Exercise text:
◆ ◆ ◆ ◆

A bad Monday

Posted by Ken Campbell March 25, 2008 0 Comment 892 views

As the color was rising in the eastern sky on the morning of September 21, 1868, a group of Tsimshian Indians lay sleeping on the shore at New Dungeness Spit. There were 18 in the company, travelers on their way to Fort Simpson, British Columbia, from the Puyallup lands in south Puget Sound where they had been harvesting hops. With darkness and fog slowing their journey, the band had chosen to put ashore on the spit and wait for the right time to make the 22-mile crossing to Vancouver Island in their loaded dugout canoe. The entire group lay down to sleep under a single canvas tent that had been hastily constructed as darkness fell the night before.
The red hue of the dawn was reflected in the crystalline dew on the tent, like a sign of things to come. The sound of the surf on the other side of the spit was muted by the dunes, but was loud enough to cover the scuffs and muffled breathing of the raiding party of S’Klallam Indians that crept up the sand toward the sleeping Tsimshians. By the time the sun had fully risen on that day, a massacre had taken place. Of the 18 Tsimshians who were awakened by the bludgeons and knives of their attackers, only one young woman survived.
It was a retaliatory raid that took place on that morning, a payback for an event that had occurred nine months before. At this point in the history of the coastal peoples, raiding other tribes in order to obtain slaves was a common practice, and earlier that year the Tsimshians had conducted an ambush of their own, stealing a woman and child from the S’Klallam and whisking them away into bondage. The leader of the party that morning on the beach at Dungeness was a wily Indian known as Lame Jack; it had been one of Lame Jack’s wives and a son the Tsimshian had taken, and this early morning’s offensive was planned as a way to remedy the situation.

◆ ◆ ◆ ◆

Source data:
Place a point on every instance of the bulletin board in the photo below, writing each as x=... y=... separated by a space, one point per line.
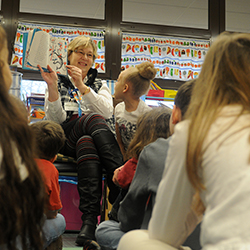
x=66 y=33
x=174 y=58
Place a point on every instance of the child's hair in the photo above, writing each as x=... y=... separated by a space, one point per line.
x=140 y=78
x=21 y=185
x=183 y=96
x=49 y=138
x=224 y=80
x=82 y=41
x=150 y=126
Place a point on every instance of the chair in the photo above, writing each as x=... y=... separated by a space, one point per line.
x=66 y=167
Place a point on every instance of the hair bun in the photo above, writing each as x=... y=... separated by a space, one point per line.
x=147 y=70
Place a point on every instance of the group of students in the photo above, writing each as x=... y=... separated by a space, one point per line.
x=166 y=171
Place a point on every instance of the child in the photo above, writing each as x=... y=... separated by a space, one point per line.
x=21 y=187
x=132 y=83
x=213 y=158
x=152 y=125
x=50 y=138
x=136 y=207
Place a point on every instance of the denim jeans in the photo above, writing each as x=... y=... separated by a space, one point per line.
x=108 y=234
x=53 y=228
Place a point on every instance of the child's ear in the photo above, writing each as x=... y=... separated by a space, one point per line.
x=176 y=115
x=53 y=159
x=125 y=88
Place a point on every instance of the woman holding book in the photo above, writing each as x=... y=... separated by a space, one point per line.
x=83 y=105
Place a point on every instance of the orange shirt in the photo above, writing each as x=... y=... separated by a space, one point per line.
x=50 y=178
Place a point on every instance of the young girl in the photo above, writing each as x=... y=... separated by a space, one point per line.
x=152 y=125
x=213 y=158
x=131 y=85
x=21 y=186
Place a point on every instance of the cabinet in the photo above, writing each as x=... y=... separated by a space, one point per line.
x=35 y=106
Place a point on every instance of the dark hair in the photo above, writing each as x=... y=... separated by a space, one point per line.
x=49 y=138
x=21 y=185
x=140 y=77
x=150 y=126
x=183 y=96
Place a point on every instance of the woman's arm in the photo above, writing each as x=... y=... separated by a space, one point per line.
x=52 y=105
x=54 y=110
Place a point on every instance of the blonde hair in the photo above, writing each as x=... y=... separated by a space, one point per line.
x=224 y=80
x=150 y=126
x=140 y=78
x=82 y=41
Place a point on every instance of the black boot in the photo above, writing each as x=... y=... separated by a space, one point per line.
x=111 y=158
x=90 y=192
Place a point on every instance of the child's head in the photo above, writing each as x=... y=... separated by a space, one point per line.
x=150 y=126
x=135 y=79
x=49 y=137
x=181 y=103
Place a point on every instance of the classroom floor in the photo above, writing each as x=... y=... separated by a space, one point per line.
x=69 y=241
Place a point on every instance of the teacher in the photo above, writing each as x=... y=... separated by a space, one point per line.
x=83 y=105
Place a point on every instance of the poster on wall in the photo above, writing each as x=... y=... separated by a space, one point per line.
x=67 y=34
x=174 y=58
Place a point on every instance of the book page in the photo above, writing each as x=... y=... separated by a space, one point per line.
x=39 y=49
x=58 y=55
x=26 y=46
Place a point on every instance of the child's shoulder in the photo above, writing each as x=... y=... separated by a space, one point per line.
x=120 y=107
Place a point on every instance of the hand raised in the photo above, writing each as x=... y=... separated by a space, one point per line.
x=49 y=77
x=76 y=75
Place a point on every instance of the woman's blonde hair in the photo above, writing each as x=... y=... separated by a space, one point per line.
x=140 y=78
x=82 y=41
x=224 y=80
x=150 y=126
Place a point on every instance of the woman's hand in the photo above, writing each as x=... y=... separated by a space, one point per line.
x=76 y=75
x=51 y=79
x=115 y=176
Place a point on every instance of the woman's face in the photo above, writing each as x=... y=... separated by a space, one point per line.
x=119 y=86
x=7 y=76
x=82 y=58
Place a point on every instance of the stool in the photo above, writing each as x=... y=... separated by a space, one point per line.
x=67 y=169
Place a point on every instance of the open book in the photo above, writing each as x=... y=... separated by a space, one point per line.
x=40 y=48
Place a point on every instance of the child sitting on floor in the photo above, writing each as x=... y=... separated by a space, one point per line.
x=131 y=85
x=50 y=138
x=152 y=125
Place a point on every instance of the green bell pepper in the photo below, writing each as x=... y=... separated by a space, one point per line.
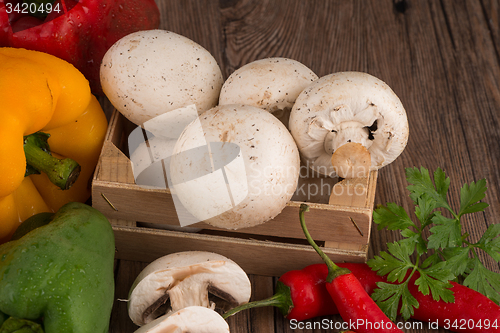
x=59 y=275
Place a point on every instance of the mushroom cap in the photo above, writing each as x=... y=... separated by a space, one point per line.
x=148 y=73
x=193 y=319
x=247 y=175
x=186 y=278
x=348 y=107
x=271 y=84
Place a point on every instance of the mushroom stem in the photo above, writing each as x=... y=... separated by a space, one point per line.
x=348 y=132
x=351 y=160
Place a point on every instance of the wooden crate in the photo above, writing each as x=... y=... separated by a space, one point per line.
x=340 y=223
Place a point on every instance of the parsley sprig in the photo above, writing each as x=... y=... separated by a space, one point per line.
x=448 y=254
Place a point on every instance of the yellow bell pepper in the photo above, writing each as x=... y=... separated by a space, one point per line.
x=42 y=93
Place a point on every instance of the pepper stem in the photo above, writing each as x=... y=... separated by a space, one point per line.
x=282 y=299
x=333 y=270
x=61 y=172
x=16 y=325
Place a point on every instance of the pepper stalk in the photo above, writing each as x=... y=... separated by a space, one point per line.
x=61 y=172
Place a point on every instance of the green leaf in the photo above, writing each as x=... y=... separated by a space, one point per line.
x=425 y=210
x=413 y=239
x=388 y=297
x=434 y=280
x=490 y=241
x=470 y=194
x=422 y=184
x=446 y=233
x=442 y=182
x=457 y=259
x=392 y=217
x=394 y=264
x=484 y=281
x=431 y=260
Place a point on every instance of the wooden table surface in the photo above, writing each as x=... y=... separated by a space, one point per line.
x=441 y=57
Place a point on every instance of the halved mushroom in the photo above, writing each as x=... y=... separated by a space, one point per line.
x=193 y=319
x=183 y=279
x=236 y=166
x=148 y=73
x=348 y=107
x=272 y=84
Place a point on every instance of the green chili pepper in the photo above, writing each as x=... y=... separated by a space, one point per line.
x=60 y=274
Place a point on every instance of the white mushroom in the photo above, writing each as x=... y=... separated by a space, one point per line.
x=148 y=73
x=348 y=107
x=183 y=279
x=147 y=163
x=236 y=166
x=193 y=319
x=272 y=84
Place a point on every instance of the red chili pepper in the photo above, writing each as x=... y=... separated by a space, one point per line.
x=471 y=311
x=302 y=294
x=79 y=32
x=350 y=297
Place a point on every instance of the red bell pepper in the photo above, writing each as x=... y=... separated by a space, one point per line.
x=79 y=32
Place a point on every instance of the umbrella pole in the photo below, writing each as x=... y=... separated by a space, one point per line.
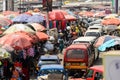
x=47 y=21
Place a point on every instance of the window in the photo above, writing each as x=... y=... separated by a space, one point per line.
x=75 y=53
x=98 y=76
x=90 y=73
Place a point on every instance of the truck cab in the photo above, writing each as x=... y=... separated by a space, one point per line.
x=93 y=73
x=78 y=57
x=90 y=40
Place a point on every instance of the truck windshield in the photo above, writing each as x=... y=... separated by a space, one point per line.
x=48 y=71
x=96 y=34
x=75 y=53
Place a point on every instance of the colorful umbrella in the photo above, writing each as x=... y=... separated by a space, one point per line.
x=38 y=27
x=70 y=17
x=36 y=19
x=18 y=27
x=16 y=41
x=109 y=44
x=42 y=36
x=102 y=40
x=5 y=22
x=4 y=54
x=110 y=27
x=21 y=18
x=56 y=15
x=112 y=21
x=111 y=16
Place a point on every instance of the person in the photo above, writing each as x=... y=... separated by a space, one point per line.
x=61 y=44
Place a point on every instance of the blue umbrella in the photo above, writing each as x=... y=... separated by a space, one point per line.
x=107 y=44
x=36 y=19
x=107 y=38
x=21 y=18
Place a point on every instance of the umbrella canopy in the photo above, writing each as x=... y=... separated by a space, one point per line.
x=103 y=39
x=110 y=43
x=110 y=27
x=21 y=18
x=16 y=41
x=111 y=16
x=36 y=19
x=56 y=15
x=87 y=13
x=38 y=27
x=9 y=12
x=99 y=14
x=4 y=54
x=70 y=17
x=18 y=27
x=42 y=36
x=112 y=21
x=5 y=22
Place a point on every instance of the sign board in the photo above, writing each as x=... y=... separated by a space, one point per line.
x=111 y=61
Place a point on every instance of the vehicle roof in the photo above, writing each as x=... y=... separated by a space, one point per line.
x=49 y=57
x=85 y=38
x=79 y=45
x=98 y=68
x=52 y=66
x=95 y=26
x=112 y=53
x=92 y=31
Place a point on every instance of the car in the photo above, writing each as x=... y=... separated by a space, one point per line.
x=93 y=73
x=96 y=27
x=96 y=33
x=48 y=59
x=52 y=72
x=85 y=39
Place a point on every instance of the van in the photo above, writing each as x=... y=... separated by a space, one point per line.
x=85 y=39
x=93 y=73
x=78 y=57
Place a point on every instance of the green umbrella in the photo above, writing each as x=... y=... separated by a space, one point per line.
x=18 y=27
x=4 y=54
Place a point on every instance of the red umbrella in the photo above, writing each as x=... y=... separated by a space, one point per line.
x=42 y=36
x=111 y=21
x=38 y=27
x=56 y=15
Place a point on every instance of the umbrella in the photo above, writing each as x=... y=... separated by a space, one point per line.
x=16 y=41
x=98 y=21
x=70 y=17
x=18 y=27
x=4 y=54
x=56 y=15
x=103 y=39
x=110 y=27
x=38 y=27
x=21 y=18
x=36 y=19
x=5 y=22
x=112 y=21
x=42 y=36
x=110 y=43
x=111 y=16
x=9 y=12
x=87 y=13
x=8 y=48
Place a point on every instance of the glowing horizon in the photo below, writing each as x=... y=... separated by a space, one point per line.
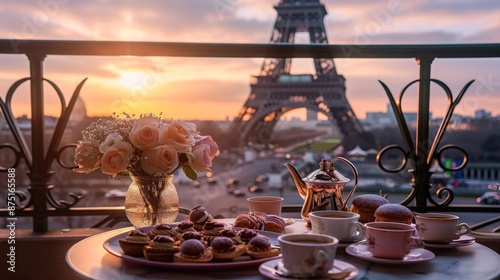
x=216 y=89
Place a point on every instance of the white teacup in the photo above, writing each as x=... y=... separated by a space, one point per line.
x=439 y=227
x=391 y=240
x=340 y=224
x=306 y=255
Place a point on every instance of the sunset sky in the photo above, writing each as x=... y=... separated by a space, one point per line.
x=213 y=89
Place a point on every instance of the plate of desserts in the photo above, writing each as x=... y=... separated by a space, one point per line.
x=196 y=243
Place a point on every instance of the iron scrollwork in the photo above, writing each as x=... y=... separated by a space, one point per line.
x=423 y=161
x=22 y=150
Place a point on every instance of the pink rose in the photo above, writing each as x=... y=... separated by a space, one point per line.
x=144 y=134
x=116 y=159
x=199 y=159
x=214 y=148
x=179 y=135
x=87 y=158
x=163 y=159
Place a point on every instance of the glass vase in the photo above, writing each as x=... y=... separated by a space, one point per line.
x=151 y=200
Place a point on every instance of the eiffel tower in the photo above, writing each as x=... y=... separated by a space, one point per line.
x=275 y=91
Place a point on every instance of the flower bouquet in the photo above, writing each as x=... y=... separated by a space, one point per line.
x=149 y=149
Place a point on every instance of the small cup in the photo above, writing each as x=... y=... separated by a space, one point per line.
x=340 y=224
x=439 y=228
x=266 y=204
x=391 y=240
x=306 y=255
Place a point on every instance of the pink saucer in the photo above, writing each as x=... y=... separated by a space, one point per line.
x=360 y=250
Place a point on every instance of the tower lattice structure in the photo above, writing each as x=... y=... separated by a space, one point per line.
x=275 y=91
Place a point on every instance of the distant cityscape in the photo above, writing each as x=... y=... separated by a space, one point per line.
x=373 y=120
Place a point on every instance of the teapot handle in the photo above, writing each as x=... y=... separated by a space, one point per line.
x=355 y=173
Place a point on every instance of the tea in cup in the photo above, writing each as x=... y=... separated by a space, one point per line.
x=265 y=204
x=340 y=224
x=391 y=240
x=306 y=255
x=439 y=228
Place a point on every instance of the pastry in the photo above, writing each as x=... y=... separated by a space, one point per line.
x=274 y=223
x=259 y=248
x=193 y=251
x=393 y=213
x=232 y=234
x=365 y=205
x=253 y=220
x=162 y=229
x=190 y=235
x=133 y=244
x=211 y=230
x=223 y=248
x=199 y=216
x=160 y=249
x=247 y=234
x=184 y=226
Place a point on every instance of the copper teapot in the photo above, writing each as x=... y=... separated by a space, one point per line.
x=322 y=189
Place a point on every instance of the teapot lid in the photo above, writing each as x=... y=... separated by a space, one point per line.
x=326 y=175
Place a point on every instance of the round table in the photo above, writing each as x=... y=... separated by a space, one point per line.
x=89 y=260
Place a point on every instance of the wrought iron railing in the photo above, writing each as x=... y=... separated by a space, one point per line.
x=41 y=203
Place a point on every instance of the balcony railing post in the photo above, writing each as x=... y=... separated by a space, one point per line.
x=421 y=174
x=38 y=177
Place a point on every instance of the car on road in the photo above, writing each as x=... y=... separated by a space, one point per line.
x=489 y=198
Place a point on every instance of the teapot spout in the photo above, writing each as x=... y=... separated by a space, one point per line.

◆ ◆ ◆ ◆

Exercise tasks:
A) From the Dungeness raid text, set down the passage between "As the color" and "the night before.", inclusive.
B) Going through the three story paragraphs of the Dungeness raid text, list each number written in digits, once each, in the order they first appear.
C) Decide whether each statement agrees with the Dungeness raid text. Answer yes or no and quote the deciding words.
(i) The Tsimshians had been harvesting hops on the Puyallup lands.
(ii) Two of the Tsimshians survived the attack.
(iii) The raid paid back an event from nine months earlier.

Answers given:
A)
As the color was rising in the eastern sky on the morning of September 21, 1868, a group of Tsimshian Indians lay sleeping on the shore at New Dungeness Spit. There were 18 in the company, travelers on their way to Fort Simpson, British Columbia, from the Puyallup lands in south Puget Sound where they had been harvesting hops. With darkness and fog slowing their journey, the band had chosen to put ashore on the spit and wait for the right time to make the 22-mile crossing to Vancouver Island in their loaded dugout canoe. The entire group lay down to sleep under a single canvas tent that had been hastily constructed as darkness fell the night before.

B) 21, 1868, 18, 22

C)
(i) Yes: "from the Puyallup lands in south Puget Sound where they had been harvesting hops"
(ii) No: "only one young woman survived"
(iii) Yes: "a payback for an event that had occurred nine months before"